- **Materiale fornito**:
■ ■ ■ ■ ■ ■ ■

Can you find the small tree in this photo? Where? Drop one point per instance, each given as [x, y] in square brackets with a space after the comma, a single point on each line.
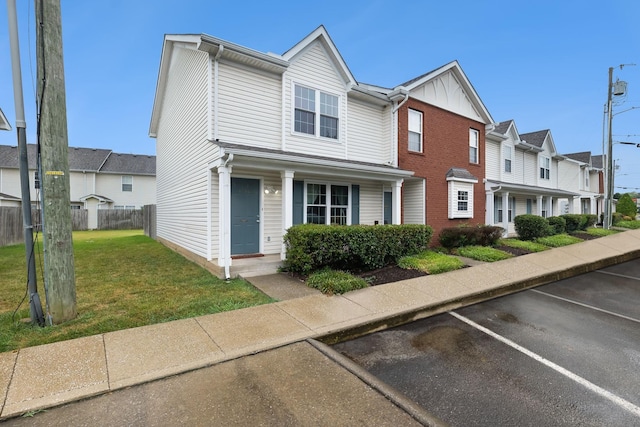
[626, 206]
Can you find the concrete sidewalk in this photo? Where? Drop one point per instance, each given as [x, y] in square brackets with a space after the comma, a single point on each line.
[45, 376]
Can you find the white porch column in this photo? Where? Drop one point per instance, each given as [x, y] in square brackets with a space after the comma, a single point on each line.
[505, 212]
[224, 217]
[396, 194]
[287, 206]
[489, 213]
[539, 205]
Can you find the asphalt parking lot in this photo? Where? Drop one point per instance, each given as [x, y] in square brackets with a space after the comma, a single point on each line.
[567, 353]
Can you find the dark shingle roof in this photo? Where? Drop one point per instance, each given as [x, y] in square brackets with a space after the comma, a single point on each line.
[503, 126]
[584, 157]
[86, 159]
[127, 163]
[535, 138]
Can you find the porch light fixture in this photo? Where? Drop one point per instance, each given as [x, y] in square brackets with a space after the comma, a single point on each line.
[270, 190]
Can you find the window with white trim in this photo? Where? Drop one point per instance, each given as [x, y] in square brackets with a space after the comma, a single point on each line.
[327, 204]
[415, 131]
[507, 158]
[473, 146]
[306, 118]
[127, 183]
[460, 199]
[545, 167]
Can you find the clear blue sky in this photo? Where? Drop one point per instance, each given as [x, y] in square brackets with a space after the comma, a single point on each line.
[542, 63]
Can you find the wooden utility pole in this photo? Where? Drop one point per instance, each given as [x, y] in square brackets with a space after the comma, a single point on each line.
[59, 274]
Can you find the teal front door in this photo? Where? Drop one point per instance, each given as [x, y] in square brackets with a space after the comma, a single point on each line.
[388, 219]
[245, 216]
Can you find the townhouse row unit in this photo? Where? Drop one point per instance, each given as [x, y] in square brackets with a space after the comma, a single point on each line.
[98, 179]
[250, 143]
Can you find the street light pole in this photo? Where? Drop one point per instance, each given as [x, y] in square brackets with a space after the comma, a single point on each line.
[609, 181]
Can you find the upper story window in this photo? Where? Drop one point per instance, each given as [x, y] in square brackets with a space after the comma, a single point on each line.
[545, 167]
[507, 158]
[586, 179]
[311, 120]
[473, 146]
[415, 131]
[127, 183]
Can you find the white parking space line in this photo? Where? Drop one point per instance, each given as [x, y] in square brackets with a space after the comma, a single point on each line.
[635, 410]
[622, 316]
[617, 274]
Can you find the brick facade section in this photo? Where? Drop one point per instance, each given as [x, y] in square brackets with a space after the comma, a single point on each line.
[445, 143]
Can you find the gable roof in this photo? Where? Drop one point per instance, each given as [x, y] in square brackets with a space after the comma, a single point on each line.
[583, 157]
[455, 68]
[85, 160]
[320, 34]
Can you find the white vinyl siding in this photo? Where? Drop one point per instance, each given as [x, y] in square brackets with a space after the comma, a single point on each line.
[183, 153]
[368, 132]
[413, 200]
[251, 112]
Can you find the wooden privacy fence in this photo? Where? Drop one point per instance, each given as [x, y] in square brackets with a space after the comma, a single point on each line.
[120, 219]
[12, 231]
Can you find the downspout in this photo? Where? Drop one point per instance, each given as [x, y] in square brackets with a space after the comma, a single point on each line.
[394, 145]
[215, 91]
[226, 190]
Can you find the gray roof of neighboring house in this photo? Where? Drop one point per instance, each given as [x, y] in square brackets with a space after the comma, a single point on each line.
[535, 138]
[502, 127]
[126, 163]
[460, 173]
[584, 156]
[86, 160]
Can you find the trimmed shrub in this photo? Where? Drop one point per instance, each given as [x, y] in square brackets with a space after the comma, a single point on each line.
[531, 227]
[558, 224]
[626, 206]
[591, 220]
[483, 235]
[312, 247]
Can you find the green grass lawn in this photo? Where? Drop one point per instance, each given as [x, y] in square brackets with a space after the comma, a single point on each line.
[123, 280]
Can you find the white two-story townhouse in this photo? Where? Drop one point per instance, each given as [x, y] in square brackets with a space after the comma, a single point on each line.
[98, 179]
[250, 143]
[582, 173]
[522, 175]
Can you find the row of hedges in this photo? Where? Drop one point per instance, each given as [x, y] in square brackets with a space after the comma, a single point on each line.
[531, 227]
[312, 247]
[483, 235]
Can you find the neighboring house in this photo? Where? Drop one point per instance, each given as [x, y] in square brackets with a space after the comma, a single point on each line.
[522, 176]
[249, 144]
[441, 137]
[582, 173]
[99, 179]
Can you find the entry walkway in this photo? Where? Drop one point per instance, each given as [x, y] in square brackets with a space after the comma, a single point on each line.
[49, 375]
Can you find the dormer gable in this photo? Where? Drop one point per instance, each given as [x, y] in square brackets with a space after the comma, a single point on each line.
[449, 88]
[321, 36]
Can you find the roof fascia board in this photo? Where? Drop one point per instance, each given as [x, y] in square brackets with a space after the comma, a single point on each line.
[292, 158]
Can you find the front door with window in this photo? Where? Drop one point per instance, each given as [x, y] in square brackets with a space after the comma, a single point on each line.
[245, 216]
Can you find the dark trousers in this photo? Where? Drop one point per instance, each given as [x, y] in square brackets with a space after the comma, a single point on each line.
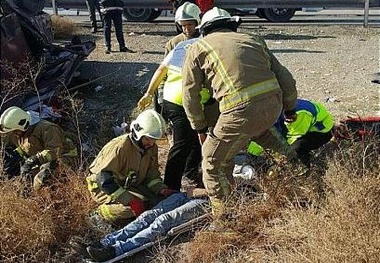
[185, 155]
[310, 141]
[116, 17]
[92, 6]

■ ■ ■ ■ ■ ■ ■

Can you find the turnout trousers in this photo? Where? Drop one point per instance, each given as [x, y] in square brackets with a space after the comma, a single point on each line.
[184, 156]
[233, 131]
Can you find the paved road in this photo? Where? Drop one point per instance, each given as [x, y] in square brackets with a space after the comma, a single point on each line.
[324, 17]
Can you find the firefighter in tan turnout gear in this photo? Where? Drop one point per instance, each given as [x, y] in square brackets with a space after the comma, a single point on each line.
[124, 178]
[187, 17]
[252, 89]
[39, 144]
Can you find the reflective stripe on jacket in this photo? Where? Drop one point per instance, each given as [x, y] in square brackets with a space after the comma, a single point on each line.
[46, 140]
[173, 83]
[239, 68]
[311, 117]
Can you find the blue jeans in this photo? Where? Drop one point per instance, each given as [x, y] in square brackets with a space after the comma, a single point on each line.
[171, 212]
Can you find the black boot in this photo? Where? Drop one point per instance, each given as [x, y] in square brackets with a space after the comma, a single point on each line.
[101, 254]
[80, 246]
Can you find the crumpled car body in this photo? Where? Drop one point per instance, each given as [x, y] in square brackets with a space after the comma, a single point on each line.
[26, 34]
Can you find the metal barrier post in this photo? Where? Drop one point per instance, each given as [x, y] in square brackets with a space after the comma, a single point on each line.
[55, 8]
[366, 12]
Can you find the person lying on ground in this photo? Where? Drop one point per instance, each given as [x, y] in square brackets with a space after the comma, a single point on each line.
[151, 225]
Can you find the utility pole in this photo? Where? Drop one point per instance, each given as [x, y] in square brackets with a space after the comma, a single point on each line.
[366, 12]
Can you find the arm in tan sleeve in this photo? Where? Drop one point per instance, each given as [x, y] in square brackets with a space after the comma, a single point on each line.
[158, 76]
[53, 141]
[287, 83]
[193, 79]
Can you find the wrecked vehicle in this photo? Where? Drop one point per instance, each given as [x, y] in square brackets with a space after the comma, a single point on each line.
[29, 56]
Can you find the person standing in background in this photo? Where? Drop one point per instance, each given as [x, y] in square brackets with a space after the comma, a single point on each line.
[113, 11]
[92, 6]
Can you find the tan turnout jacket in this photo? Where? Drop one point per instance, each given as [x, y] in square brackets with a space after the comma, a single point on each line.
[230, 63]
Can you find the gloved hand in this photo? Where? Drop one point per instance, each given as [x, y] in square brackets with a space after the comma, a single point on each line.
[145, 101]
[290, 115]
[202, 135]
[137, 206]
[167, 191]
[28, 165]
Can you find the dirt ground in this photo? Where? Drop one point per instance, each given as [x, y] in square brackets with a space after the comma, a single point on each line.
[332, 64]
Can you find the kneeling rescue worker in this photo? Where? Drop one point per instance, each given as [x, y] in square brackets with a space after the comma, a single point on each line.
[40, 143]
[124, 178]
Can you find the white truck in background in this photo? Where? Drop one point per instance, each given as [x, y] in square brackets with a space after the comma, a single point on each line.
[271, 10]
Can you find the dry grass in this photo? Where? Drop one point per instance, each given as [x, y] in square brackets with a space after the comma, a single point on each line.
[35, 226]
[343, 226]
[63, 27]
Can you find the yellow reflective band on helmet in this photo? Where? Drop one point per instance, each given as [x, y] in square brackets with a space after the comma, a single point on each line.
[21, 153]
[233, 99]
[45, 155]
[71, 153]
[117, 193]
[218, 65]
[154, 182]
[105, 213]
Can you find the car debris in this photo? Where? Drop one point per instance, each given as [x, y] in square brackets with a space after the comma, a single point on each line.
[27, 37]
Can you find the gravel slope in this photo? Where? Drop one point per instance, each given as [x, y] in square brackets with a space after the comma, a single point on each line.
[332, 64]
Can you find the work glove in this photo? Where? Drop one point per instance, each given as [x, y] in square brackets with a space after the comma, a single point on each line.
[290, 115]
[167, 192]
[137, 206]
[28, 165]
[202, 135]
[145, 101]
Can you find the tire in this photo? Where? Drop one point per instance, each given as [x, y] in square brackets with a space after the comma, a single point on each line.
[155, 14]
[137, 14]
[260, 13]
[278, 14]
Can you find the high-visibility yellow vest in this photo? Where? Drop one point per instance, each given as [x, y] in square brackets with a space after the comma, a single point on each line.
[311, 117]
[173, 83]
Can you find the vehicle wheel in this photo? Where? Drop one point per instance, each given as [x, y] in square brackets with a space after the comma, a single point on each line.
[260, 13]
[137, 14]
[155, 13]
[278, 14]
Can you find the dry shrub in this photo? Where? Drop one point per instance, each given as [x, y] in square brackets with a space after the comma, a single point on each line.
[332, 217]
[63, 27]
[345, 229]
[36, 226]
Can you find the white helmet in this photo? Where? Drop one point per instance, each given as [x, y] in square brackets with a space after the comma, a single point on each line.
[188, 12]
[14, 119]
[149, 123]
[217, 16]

■ ■ ■ ■ ■ ■ ■

- **Obiettivo**:
Individua ogni riga del materiale che contiene la parola "turnout" e ricopiala.

- **La risposta**:
Can you find the turnout trousers in this photo? Where? Drop one point per instance, each given as [x, y] in square brackets with a space after the comma, a single point on each line.
Can you find the firefighter in tan turnout gear in this photo? Where? Drop one point per instance, each given as [x, y] in square brackets with a space after the comma, a single point on each line.
Can you find the tan turnout jacket in this photo? Where? Drop one point per instance, each given as [x, y] in square brackets with a space after the comma, a single point on each line.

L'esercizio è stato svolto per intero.